ASSIGNED TASK:
List every cause of death named in the text on refugee deaths, with the number of deaths it gives for each.

PAGE TEXT:
---

After the tragic suicide of a 19-year old boy from Ghana in a refugee reception centre in Calais, we are forced to reflect again on what kind of progress has been made, and whether we are any closer to seeing a humane and equitable solution to the crisis.
Who is responsible? What can be done to help? When the answers to these questions are not clear, they have a paralysing effect, tempting us to debate policy rather than take action. But unfortunately, one thing has become clear: there is no more time. The death toll is rising.
Right now, it stands at 34,361.
27,000 to drowning.
600 to murder.
100 following encounters with police, military, and border control.
500 to suicide.
So on whom does the responsibility for these deaths fall. The E.U.? Individual European countries? Nations of origin or ports of exit? Is it colonial history? Capitalism? Human traffickers? After all, 34,361 deaths do not just happen. They are caused, and must be answered for.

---

PROVIDED MATERIAL:
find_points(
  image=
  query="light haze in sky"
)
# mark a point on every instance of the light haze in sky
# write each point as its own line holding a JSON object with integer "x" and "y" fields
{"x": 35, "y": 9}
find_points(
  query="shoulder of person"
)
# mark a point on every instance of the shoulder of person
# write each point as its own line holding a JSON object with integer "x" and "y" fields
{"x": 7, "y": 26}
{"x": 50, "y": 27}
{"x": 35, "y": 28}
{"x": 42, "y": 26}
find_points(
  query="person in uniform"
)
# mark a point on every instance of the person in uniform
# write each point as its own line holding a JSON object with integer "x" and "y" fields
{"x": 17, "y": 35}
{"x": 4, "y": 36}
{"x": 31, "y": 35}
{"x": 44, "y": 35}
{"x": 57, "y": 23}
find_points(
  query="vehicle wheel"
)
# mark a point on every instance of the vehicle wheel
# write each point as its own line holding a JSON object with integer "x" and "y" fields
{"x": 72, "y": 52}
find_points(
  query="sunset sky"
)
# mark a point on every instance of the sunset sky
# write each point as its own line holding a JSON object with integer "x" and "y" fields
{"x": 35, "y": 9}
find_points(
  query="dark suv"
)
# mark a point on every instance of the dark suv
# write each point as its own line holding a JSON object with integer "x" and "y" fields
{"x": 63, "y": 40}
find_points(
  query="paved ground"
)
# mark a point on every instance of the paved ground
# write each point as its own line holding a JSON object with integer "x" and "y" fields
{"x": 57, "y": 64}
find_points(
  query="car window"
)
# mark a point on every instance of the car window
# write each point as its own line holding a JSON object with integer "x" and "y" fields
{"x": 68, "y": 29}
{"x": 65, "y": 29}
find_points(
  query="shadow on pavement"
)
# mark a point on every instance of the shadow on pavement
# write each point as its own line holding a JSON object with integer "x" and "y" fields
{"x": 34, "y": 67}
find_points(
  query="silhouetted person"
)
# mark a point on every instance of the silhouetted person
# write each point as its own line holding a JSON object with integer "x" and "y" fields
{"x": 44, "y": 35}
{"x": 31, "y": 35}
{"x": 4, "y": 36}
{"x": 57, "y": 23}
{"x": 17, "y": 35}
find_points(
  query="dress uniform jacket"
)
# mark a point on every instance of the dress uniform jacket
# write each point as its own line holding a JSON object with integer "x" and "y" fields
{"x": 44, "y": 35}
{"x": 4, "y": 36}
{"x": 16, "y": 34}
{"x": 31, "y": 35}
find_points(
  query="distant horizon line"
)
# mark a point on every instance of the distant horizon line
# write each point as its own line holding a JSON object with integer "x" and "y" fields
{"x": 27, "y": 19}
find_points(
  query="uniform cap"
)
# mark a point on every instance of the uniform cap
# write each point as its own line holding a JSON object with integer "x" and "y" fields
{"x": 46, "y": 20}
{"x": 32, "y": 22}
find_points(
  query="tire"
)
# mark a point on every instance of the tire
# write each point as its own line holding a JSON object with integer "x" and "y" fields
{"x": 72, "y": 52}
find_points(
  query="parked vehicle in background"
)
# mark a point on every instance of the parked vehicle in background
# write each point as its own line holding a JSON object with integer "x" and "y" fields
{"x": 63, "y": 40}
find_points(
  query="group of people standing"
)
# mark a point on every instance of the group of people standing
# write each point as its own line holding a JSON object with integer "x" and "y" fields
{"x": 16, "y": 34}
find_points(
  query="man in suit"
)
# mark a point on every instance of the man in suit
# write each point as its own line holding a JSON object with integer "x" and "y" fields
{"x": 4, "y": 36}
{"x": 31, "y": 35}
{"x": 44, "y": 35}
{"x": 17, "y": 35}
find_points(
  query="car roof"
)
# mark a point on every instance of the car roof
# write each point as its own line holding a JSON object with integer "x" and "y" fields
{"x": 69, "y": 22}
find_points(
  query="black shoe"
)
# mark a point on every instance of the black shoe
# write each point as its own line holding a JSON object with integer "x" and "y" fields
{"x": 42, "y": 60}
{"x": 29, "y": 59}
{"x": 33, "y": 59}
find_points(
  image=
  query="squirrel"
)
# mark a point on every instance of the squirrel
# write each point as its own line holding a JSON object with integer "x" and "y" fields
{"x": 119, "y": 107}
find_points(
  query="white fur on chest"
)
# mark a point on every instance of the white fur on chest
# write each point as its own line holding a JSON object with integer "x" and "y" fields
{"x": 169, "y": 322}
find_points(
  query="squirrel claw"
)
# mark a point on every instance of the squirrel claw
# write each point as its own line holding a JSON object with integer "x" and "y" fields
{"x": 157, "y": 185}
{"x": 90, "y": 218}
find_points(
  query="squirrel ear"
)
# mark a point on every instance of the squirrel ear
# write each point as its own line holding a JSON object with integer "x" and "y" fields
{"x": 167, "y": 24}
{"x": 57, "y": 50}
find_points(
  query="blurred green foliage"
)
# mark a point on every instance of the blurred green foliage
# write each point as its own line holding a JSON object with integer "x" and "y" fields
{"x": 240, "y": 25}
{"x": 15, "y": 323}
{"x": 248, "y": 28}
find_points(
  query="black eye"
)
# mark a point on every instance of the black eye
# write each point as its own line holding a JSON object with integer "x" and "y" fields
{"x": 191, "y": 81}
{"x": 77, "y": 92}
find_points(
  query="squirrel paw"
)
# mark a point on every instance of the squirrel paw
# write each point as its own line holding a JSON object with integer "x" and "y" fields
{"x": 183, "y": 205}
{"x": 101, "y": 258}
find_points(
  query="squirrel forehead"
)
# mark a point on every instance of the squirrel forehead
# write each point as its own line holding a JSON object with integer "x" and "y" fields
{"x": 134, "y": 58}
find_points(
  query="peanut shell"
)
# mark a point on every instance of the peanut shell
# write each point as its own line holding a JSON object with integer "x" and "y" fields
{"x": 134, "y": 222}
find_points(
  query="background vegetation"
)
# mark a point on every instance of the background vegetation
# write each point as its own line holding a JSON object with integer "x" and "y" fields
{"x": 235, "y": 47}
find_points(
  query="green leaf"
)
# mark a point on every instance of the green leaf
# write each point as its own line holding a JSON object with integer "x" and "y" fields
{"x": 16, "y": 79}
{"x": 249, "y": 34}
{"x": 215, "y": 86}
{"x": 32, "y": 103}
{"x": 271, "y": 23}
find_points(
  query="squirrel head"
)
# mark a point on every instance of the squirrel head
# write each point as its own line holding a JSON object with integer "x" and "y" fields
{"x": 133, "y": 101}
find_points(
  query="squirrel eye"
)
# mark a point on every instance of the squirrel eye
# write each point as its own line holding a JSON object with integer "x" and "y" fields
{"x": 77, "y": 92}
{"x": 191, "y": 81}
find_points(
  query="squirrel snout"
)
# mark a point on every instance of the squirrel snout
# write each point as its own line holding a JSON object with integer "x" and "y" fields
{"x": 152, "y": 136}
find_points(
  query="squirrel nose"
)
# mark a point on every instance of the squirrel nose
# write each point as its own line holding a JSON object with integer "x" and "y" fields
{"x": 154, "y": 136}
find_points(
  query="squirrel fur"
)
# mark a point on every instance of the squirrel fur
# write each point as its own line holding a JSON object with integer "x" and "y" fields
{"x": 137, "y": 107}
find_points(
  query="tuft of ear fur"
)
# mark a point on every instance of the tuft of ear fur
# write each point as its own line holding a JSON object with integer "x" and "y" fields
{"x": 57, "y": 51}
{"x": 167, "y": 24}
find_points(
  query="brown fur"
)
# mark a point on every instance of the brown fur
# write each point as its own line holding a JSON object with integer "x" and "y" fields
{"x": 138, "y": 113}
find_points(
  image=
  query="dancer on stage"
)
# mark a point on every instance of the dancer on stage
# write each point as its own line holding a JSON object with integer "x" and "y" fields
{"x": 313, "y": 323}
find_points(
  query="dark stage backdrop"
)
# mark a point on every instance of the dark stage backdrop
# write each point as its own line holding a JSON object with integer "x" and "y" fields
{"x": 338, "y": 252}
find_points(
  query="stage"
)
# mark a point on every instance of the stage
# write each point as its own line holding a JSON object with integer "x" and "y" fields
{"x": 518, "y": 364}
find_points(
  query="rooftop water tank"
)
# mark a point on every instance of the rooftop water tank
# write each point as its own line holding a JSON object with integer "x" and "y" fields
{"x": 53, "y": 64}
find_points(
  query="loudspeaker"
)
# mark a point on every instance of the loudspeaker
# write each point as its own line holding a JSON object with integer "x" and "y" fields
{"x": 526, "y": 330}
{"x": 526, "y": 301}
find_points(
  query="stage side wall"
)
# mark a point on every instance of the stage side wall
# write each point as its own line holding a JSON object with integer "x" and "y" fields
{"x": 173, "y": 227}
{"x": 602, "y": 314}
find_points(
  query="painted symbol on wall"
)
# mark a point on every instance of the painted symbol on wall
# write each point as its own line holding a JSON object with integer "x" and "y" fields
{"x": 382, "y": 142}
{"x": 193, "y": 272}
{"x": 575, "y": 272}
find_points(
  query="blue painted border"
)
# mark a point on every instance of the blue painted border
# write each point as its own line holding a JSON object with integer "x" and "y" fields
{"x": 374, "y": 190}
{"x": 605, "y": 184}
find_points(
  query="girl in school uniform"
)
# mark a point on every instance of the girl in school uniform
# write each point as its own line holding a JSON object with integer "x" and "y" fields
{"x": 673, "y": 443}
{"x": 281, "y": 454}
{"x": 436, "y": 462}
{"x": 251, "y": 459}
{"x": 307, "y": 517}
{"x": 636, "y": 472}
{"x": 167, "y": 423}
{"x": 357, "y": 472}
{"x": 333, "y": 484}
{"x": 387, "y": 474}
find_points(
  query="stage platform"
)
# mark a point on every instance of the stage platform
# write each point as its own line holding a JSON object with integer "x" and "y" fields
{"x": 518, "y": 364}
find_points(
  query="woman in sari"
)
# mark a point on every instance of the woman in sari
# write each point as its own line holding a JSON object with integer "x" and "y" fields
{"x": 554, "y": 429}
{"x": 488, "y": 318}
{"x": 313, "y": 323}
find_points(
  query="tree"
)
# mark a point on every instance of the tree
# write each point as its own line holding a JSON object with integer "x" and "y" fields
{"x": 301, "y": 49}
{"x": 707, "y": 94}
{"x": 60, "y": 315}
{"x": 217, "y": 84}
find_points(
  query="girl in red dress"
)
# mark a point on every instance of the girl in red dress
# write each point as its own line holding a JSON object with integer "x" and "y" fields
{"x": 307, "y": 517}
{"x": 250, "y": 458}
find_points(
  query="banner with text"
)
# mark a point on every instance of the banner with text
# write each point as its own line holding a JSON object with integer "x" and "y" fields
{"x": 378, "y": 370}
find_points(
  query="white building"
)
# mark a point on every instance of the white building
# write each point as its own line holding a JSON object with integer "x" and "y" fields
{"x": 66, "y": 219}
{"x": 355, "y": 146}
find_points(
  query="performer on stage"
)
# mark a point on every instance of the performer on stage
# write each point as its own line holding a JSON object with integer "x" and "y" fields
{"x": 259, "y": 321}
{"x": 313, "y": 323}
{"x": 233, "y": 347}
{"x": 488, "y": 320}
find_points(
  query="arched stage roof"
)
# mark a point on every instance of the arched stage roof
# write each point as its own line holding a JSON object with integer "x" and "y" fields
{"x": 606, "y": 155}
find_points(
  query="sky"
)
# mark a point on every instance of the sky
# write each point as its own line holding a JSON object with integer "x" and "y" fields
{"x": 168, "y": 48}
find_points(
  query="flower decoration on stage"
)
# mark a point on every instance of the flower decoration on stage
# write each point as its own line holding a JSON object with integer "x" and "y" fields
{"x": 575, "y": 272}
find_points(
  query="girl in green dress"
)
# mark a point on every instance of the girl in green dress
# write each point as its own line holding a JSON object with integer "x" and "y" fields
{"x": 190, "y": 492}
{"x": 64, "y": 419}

---

TASK OUTPUT:
Drowning: 27,000
Murder: 600
Encounters with police, military, and border control: 100
Suicide: 500